Quoted text
The issue of research access is becoming ever more urgent in platform governance. Over the past year, dominant platforms such as Facebook have repeatedly interfered with independent research projects, prompting calls for reform. The matter went mainstream in October 2020, when, only weeks before the US elections, Facebook tried to shut down an independent audit of their political advertising by NYU. Last month, they tightened the screws even further by suspending the researchers’ Facebook accounts, stripping them of access to the Ad Library API and Crowdtangle research tools. And closer to home, Facebook also retaliated against data collection by the Berlin-based NGO AlgorithmWatch, sending them “thinly veiled threats” of legal action on the grounds that independent data collection violated the platform’s Terms of Service. Platforms are shaping up as gatekeepers not only of online content and commerce, but of research into these phenomena.
As self-regulation flounders, researchers are increasingly looking to government to secure platform research access. In particular, their sights are set on Article 31 of the proposed Digital Services Act (DSA), on “Data Access and Scrutiny”. A highly ambitious plan, it is to my knowledge the first legislative framework for researcher access to platform data.
What does Article 31 DSA do, and how does it constrain gatekeeper power over public interest research, and how will it help the likes of AlgorithmWatch and NYU? There are some important limitations in the current draft, and it won’t actually resolve the scraping disputes we’ve seen over the past year. Researchers will welcome Article DSA 31 as a tool to compel access to certain data, but they also need a shield to protect them against interference with their independent projects.
Article 31 DSA in short
In short, Article 31 DSA creates a procedure for the European Commission and national authorities (‘Digital Service Coordinators’) to compel confidential access to platform data.
Under this framework, regulators can order access for their own monitoring and enforcement purposes (Paragraph 1) or for use by third-party researchers (Paragraph 2). Access is limited to so-called “vetted researchers”, subject to various conditions such as a university affiliation, independence from commercial interests, and compliance with confidentiality and security requirements (Paragraph 4). Another important limitation is that researchers may only use this data for purposes of research into “systemic risks” as defined in Article 26 DSA. Platforms may object to data access requests in cases where they do not have the data, or access would pose “significant vulnerabilities” to security or “protection of confidential information, in particular trade secrets”. This regime applies only to Very Large Online Platforms (VLOPs) with more than 45 million average monthly active recipients in the EU (Article 25(1) DSA).
All this is covered in one rather brief provision. Many technical and procedural details are left for the Commission to sort out in delegated acts (Paragraph 4), including compliance with the GDPR, and the protection of platform security and trade secrets.
There is much to like here for researchers, who have been pushing for this kind of confidential access frameworks for a while now. Still, the current draft leaves many loopholes and uncertainties that could undermine its impact in practice. And it does little to address the contractual powers that platforms wield over researchers through their Terms of Service.
Research topics: ‘systemic risks’ only
Article 31 DSA only applies to research related to “systemic risks” per Article 26 DSA. Admittedly this category is broad and open-ended, including catch-all concepts such as the as fundamental rights to privacy, freedom of expression and information alongside more specific issues such as “dissemination of illegal content” and “intentional manipulation of the service”.

Set of tasks
**a.** Translate this sentence from the piece on researcher access to platform data into Spanish: "Platforms are shaping up as gatekeepers not only of online content and commerce, but of research into these phenomena."
**b.** In one to three sentences, explain on what grounds Facebook threatened AlgorithmWatch with legal action, according to the piece on researcher access to platform data.

Available data

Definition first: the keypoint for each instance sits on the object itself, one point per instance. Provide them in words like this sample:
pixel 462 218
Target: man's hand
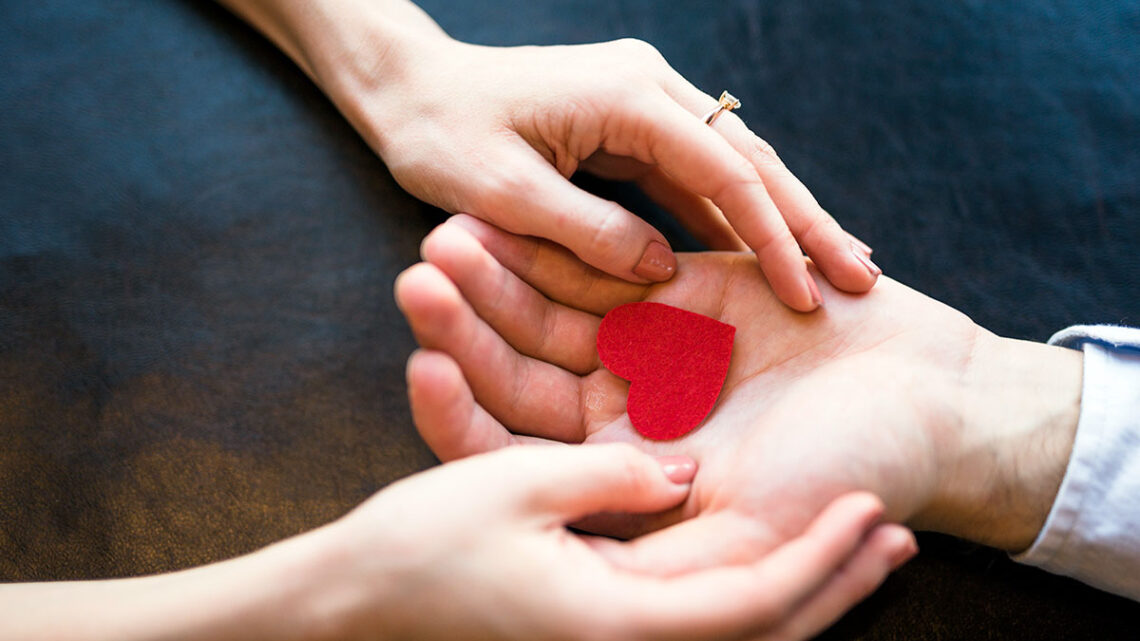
pixel 890 392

Task responses
**a.** Las plataformas se están perfilando como guardianes no solo del contenido y el comercio en línea, sino también de la investigación sobre estos fenómenos.

**b.** Facebook claimed that AlgorithmWatch's independent data collection violated the platform's Terms of Service. On that basis it sent the Berlin-based NGO what the piece calls "thinly veiled threats" of legal action.